__REQUIREMENTS__
Extract exactly the range of lines bounded by the line containing "the orange lichen" and the final line of the listing, both ends included, and no other lines.

--- Begin ENTRIES PROVIDED ---

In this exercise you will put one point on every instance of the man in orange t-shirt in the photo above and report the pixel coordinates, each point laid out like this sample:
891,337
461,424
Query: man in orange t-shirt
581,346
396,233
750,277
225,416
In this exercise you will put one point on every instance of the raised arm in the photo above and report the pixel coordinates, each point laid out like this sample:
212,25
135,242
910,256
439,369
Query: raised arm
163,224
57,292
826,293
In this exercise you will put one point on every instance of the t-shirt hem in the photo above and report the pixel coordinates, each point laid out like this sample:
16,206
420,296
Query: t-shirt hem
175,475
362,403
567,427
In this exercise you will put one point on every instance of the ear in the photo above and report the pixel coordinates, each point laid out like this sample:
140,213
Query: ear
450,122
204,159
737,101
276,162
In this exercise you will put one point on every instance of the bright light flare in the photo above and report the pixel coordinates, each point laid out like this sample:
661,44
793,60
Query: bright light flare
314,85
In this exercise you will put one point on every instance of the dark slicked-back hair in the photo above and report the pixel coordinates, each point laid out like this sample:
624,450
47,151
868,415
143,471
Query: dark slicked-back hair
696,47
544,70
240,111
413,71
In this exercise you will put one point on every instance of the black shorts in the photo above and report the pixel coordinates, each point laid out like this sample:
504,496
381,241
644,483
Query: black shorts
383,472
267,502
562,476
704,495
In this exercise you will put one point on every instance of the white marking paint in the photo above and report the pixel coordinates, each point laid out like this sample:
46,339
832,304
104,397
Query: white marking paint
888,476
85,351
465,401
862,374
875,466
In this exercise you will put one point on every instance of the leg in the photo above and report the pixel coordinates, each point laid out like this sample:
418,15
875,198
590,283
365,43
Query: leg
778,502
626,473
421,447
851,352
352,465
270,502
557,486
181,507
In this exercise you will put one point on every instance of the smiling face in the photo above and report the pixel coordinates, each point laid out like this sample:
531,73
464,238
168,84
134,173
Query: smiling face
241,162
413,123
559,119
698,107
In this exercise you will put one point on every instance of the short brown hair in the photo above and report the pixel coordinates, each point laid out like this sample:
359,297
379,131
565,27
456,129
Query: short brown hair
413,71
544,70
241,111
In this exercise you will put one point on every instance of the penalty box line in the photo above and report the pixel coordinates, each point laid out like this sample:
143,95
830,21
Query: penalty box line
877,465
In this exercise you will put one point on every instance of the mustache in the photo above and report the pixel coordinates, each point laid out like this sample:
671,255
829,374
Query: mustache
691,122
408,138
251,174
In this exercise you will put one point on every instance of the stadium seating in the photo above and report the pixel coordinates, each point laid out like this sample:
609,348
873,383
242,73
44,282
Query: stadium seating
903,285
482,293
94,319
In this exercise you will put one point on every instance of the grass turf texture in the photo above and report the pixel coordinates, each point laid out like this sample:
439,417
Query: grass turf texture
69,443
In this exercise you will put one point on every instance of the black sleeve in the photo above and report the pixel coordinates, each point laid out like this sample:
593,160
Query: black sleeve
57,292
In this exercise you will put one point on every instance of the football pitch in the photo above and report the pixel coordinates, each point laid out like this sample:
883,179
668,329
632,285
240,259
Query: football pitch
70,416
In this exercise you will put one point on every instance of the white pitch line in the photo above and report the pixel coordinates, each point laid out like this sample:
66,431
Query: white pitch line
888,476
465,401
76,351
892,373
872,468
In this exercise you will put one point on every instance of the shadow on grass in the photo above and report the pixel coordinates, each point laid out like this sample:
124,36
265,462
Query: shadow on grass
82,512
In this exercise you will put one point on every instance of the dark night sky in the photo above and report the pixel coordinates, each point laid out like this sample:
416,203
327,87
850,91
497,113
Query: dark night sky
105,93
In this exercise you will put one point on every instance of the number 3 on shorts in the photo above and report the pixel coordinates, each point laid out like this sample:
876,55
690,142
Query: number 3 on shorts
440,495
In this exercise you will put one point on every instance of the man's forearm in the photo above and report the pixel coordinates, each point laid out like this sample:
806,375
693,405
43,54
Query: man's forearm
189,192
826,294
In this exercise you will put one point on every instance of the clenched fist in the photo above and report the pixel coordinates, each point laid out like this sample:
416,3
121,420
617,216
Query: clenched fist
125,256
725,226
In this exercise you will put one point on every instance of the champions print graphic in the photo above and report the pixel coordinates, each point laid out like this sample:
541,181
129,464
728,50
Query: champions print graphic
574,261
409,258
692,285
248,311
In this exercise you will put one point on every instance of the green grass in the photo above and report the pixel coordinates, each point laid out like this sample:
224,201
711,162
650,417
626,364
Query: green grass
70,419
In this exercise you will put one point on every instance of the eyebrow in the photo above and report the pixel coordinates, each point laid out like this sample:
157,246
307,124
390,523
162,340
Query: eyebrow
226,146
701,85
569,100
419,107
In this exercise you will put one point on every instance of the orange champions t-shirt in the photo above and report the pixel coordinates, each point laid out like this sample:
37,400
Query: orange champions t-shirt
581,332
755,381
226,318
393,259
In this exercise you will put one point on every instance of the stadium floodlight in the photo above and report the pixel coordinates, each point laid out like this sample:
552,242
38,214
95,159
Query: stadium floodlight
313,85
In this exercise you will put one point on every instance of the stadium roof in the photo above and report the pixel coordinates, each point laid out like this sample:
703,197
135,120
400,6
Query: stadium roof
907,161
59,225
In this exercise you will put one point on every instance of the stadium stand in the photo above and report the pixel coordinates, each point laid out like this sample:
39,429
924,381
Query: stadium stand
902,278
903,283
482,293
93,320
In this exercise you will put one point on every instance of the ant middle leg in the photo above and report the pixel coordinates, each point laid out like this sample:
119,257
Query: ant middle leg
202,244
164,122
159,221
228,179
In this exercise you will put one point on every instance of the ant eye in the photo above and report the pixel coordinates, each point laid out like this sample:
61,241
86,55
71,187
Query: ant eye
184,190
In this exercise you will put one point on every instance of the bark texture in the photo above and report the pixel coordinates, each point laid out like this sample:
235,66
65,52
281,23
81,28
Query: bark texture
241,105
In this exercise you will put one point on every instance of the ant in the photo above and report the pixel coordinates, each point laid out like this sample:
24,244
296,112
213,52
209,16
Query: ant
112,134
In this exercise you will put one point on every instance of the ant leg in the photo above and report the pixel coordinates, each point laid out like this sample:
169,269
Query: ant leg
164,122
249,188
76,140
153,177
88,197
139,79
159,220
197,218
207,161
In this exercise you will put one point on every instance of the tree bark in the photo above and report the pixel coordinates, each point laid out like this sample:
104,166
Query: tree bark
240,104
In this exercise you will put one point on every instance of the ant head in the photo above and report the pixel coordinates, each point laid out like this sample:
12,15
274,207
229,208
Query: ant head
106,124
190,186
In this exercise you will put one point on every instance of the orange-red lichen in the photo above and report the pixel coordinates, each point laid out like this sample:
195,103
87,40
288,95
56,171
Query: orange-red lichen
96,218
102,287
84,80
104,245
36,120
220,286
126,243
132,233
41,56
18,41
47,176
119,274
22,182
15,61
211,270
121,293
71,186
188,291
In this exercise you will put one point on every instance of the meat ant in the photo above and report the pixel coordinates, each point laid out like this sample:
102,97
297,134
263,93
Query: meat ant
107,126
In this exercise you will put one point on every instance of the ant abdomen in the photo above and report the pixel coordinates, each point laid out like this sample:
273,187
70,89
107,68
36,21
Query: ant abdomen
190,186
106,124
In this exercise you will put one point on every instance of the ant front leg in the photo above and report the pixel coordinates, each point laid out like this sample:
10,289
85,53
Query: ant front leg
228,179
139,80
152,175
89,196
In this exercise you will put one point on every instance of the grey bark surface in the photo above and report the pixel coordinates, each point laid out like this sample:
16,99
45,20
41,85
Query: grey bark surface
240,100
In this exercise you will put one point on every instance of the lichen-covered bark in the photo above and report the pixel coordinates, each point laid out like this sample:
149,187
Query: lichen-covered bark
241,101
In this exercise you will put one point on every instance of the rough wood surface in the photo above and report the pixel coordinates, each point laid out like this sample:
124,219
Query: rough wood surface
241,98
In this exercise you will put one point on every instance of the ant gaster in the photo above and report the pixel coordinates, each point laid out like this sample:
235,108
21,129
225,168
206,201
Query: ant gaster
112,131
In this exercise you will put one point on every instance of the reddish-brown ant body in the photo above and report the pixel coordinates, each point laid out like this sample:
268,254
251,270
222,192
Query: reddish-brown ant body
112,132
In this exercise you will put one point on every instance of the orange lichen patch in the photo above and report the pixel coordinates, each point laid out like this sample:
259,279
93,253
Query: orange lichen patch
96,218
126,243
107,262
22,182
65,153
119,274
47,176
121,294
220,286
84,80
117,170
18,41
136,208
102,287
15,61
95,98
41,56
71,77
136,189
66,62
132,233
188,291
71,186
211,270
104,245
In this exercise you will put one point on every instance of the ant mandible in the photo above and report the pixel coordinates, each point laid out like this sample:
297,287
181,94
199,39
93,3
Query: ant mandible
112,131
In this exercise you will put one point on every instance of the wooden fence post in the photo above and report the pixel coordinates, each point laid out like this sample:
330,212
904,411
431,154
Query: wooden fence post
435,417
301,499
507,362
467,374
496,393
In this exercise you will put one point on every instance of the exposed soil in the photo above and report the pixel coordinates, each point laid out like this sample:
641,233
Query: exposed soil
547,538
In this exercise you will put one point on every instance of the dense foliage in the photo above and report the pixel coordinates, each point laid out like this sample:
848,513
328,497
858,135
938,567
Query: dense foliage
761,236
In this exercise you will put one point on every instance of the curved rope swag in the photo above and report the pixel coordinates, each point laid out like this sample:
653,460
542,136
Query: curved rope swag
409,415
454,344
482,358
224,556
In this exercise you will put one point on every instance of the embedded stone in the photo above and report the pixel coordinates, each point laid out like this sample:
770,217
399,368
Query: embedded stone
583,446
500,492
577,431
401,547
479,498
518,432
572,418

--- End ENTRIES PROVIDED ---

__RESPONSE TO THIS TASK__
In this exercise you will put one point on every instance of the orange lichen patch in the photo above and report the pixel coordinates, each point laid out like this sample:
259,279
93,253
Query: orange lichen patch
96,218
126,243
107,262
22,182
65,153
119,274
47,176
121,294
220,286
84,80
117,170
18,41
136,208
102,287
15,61
95,98
41,56
71,77
136,189
66,62
132,233
188,291
71,186
211,270
104,245
In this exercise you will put one point on every instance of the ant mandible in the photo above and report the pixel coordinates, each point laid out like this sample:
297,287
181,94
199,39
93,3
Query: ant mandible
112,131
In this exercise you will put one point on every instance of the wooden fence post in the photo above and report the pixel coordinates, each point laid out like this sample:
330,212
904,411
431,154
Query: wooden fence post
435,417
301,499
507,362
467,374
496,393
In this exercise you will put one point on every instance of the exposed soil in the photo above and report the pixel coordinates, each point laid out like this sample:
641,233
Query: exposed soil
547,538
In this exercise you will put one point on every instance of the dense foliage in the photo above and report the pixel coordinates, each point laid out like this sample:
848,513
328,497
858,135
938,567
Query: dense foliage
761,236
In this exercise you will put one point on every instance of the curved rope swag in the photo above and report the pixel coordinates, each point laid out like this sample:
653,460
542,136
Query: curved rope swag
409,415
454,344
482,358
224,556
In this exercise you will put one point on every instance of the embedded stone in the photo above and report the pixel coordinates, each point laid out like this sample:
770,217
399,368
Query: embedded stone
583,446
500,492
577,431
401,547
479,498
518,432
572,418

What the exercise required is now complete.